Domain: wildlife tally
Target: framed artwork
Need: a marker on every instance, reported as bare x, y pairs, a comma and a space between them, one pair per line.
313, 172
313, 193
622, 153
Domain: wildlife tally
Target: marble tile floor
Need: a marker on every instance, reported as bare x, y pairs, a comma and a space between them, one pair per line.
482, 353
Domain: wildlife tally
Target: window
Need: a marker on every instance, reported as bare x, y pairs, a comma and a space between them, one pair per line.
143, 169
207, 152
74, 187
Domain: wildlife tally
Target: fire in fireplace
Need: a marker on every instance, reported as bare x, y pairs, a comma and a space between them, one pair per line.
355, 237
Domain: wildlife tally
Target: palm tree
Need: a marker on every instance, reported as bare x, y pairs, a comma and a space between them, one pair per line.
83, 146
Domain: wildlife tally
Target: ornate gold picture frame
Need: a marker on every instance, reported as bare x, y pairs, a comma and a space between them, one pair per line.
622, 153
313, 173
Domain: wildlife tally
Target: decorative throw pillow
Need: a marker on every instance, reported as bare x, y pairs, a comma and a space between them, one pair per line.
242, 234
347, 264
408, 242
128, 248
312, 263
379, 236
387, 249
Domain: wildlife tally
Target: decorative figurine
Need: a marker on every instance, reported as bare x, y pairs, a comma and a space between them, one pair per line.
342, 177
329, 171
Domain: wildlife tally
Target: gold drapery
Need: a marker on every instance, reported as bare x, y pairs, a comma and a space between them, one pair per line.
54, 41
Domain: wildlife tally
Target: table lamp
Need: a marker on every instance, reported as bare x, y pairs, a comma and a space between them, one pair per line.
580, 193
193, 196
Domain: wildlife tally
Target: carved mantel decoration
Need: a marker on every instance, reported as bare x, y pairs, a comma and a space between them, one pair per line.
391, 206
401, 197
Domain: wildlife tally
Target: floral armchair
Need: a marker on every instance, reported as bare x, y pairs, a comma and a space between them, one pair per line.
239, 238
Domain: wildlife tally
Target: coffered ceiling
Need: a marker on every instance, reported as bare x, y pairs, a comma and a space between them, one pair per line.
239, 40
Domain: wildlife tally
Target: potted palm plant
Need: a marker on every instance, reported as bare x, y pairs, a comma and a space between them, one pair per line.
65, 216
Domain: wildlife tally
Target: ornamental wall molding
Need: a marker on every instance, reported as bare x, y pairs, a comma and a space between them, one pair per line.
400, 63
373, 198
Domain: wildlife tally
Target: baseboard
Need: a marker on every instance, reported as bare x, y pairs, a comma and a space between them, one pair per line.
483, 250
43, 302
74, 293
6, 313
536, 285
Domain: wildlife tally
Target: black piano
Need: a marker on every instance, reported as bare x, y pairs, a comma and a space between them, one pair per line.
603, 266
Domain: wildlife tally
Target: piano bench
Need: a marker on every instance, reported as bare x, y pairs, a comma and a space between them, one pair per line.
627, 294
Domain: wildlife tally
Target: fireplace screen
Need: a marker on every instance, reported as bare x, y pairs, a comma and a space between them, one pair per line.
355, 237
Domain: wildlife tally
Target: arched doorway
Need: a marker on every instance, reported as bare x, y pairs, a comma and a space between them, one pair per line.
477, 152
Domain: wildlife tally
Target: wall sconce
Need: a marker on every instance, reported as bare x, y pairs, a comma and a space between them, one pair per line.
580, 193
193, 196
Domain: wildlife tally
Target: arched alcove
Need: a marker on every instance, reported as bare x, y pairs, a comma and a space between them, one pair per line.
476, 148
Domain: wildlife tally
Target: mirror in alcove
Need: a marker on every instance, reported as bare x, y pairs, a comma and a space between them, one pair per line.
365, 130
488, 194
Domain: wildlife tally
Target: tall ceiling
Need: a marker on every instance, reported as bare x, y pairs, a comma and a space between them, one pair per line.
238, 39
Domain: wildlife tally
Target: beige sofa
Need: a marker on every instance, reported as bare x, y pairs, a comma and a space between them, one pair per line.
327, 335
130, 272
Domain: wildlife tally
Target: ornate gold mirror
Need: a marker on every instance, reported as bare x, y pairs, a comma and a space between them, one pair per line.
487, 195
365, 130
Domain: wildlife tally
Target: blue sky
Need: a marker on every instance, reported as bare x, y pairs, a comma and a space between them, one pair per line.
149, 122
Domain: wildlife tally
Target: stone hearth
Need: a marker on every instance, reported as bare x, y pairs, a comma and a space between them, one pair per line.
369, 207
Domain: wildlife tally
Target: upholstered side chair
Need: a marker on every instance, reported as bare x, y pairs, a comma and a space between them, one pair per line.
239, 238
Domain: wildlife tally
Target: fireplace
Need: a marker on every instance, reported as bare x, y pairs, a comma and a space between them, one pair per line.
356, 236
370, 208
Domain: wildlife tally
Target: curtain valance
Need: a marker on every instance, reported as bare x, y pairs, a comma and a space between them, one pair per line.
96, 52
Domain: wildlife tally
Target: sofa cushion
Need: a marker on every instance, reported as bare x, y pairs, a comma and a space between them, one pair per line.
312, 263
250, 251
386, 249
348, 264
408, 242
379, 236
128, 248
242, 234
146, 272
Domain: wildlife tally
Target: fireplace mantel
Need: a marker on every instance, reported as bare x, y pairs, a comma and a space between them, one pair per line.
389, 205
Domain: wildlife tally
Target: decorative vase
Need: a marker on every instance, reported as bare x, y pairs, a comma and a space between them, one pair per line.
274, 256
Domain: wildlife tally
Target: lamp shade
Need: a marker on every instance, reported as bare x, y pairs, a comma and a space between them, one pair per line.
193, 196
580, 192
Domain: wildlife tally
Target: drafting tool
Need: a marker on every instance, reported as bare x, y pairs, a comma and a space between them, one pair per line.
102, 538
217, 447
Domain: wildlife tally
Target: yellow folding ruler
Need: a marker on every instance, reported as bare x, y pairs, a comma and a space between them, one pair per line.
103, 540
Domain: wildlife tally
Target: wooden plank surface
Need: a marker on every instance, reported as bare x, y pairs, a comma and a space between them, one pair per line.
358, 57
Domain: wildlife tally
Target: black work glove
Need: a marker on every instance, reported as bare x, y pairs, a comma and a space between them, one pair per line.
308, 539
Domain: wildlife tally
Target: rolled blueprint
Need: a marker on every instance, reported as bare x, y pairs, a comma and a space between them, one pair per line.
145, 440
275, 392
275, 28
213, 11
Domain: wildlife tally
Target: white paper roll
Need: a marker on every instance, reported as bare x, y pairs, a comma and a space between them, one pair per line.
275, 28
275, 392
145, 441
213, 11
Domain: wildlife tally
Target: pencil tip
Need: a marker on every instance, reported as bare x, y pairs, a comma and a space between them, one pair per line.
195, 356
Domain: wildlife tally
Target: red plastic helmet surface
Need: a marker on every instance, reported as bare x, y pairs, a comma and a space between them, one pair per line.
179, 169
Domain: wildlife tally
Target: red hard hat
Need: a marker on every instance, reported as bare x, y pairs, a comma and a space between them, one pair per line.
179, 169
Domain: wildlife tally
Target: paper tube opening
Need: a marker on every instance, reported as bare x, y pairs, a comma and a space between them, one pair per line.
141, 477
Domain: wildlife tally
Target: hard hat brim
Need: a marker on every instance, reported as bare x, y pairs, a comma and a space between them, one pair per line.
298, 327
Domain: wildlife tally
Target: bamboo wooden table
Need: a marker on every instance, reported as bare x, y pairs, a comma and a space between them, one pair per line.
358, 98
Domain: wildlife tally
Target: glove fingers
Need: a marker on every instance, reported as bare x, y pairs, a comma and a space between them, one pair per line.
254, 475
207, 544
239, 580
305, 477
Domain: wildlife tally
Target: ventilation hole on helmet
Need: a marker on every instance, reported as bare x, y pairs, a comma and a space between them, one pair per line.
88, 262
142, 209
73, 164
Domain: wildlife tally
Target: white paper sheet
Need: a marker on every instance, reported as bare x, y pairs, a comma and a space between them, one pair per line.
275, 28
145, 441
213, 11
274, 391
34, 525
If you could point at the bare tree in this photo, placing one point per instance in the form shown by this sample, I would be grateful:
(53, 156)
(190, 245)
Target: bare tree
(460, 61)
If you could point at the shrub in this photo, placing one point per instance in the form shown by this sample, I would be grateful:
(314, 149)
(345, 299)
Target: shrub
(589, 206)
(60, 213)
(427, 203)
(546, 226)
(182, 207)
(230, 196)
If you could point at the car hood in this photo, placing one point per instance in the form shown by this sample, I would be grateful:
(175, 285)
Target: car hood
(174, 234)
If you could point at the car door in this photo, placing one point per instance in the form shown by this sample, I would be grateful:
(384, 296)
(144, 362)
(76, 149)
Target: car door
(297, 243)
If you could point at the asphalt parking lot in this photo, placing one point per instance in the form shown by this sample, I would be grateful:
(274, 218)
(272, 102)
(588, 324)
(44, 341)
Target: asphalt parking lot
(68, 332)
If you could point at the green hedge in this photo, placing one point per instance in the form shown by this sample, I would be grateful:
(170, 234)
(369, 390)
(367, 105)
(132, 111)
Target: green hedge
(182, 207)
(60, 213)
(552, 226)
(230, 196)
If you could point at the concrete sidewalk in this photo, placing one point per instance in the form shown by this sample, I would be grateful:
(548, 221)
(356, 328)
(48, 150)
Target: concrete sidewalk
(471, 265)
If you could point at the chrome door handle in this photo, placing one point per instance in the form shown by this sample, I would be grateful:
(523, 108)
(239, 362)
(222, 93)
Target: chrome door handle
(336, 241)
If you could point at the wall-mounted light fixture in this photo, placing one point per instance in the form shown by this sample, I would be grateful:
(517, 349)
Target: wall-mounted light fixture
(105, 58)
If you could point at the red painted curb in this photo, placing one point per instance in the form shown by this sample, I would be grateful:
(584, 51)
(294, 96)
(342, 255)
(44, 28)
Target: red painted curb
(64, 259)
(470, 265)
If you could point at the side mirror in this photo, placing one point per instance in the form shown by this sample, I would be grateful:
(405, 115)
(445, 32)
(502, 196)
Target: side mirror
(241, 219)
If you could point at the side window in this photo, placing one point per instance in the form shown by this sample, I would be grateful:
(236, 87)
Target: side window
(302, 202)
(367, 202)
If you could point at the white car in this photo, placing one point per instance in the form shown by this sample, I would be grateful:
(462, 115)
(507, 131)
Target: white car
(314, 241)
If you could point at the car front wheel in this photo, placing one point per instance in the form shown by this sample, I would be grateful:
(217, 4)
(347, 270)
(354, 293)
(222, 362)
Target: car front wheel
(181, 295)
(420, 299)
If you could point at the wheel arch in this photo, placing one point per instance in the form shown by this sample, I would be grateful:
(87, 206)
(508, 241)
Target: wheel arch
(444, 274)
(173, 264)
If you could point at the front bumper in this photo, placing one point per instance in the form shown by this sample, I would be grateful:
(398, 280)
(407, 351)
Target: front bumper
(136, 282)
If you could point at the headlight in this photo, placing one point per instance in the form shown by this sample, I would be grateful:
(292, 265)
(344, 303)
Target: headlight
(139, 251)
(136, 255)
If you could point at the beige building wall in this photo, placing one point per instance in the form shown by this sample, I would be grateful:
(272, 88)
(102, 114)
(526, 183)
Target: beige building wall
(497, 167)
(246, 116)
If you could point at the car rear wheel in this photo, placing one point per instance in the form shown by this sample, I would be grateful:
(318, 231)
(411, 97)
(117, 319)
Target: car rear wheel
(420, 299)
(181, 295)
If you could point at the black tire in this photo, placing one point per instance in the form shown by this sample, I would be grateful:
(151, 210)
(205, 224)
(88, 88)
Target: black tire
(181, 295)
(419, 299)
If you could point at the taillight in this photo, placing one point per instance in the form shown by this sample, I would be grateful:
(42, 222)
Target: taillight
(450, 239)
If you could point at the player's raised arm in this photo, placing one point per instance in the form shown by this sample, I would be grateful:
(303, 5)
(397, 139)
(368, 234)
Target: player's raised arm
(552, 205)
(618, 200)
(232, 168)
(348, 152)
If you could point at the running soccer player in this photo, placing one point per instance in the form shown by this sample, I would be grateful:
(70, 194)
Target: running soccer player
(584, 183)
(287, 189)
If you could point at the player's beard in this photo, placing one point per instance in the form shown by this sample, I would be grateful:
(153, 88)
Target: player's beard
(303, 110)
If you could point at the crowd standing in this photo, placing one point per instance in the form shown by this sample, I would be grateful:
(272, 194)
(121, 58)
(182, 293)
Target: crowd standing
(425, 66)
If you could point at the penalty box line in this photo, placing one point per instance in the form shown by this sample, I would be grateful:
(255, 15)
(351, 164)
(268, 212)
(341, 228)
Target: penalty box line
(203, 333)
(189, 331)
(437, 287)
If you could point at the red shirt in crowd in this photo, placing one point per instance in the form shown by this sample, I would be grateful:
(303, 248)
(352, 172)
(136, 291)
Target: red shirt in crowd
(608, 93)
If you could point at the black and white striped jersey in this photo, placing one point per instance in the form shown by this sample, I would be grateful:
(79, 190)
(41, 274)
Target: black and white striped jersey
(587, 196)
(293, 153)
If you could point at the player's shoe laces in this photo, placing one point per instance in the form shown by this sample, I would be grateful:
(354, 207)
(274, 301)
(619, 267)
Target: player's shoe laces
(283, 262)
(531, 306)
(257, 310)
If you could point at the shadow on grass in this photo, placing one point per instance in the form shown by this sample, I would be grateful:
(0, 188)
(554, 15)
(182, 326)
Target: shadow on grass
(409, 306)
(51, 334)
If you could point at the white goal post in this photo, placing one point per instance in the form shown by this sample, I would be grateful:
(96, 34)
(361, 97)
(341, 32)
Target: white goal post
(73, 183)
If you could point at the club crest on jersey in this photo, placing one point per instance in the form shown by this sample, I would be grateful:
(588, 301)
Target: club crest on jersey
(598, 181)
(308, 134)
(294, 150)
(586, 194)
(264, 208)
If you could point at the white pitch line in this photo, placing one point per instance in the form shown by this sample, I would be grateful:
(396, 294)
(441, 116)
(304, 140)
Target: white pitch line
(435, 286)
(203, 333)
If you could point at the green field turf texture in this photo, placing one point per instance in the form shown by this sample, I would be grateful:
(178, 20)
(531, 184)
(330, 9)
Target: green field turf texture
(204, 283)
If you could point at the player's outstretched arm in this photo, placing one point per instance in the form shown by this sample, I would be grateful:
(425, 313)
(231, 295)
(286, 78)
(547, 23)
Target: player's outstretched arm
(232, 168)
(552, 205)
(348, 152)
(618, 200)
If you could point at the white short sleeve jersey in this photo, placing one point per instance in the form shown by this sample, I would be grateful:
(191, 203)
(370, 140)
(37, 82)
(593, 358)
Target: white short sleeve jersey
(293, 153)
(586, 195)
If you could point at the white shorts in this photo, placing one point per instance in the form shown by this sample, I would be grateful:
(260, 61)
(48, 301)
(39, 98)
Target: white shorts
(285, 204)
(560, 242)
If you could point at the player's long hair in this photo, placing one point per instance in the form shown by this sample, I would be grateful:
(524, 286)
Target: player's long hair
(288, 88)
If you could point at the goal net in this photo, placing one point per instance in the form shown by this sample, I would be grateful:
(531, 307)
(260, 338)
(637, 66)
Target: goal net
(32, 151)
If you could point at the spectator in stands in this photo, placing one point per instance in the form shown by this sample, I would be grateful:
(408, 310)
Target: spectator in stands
• • • •
## [Task statement]
All lines with the word "sofa" should be copied from the material above.

## [The completed task]
Target: beige sofa
Target: sofa cushion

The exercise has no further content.